The records below:
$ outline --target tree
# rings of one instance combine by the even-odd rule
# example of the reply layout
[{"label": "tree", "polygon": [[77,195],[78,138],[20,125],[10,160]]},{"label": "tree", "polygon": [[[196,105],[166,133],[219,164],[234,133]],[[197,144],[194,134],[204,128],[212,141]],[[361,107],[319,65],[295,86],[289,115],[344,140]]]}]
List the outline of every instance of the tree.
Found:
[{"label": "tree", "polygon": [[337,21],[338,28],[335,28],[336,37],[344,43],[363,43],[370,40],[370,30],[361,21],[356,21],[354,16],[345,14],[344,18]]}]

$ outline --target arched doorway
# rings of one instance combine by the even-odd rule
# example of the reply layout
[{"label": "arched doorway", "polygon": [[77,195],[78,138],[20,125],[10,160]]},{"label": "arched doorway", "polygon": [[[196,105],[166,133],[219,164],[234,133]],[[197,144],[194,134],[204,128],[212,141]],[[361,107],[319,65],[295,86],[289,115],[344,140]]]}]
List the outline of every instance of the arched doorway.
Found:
End of The records.
The records below:
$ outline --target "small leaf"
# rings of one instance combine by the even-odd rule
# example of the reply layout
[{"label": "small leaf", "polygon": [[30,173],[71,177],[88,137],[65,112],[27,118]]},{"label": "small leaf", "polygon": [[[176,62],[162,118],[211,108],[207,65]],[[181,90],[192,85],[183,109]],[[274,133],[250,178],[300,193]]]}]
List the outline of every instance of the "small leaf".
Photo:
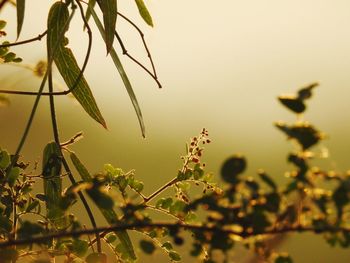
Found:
End of The records.
Problem: Show all lines from the data above in which the word "leaf" appears.

Task output:
$ outline --target "small leaf"
[{"label": "small leaf", "polygon": [[30,173],[71,177],[88,137],[65,112],[27,118]]},{"label": "small leaf", "polygon": [[[176,62],[162,118],[211,108],[207,65]],[[181,90],[192,85],[183,109]],[[274,133],[250,178],[300,193]]]}]
List the outline of every instance of the "small leaf".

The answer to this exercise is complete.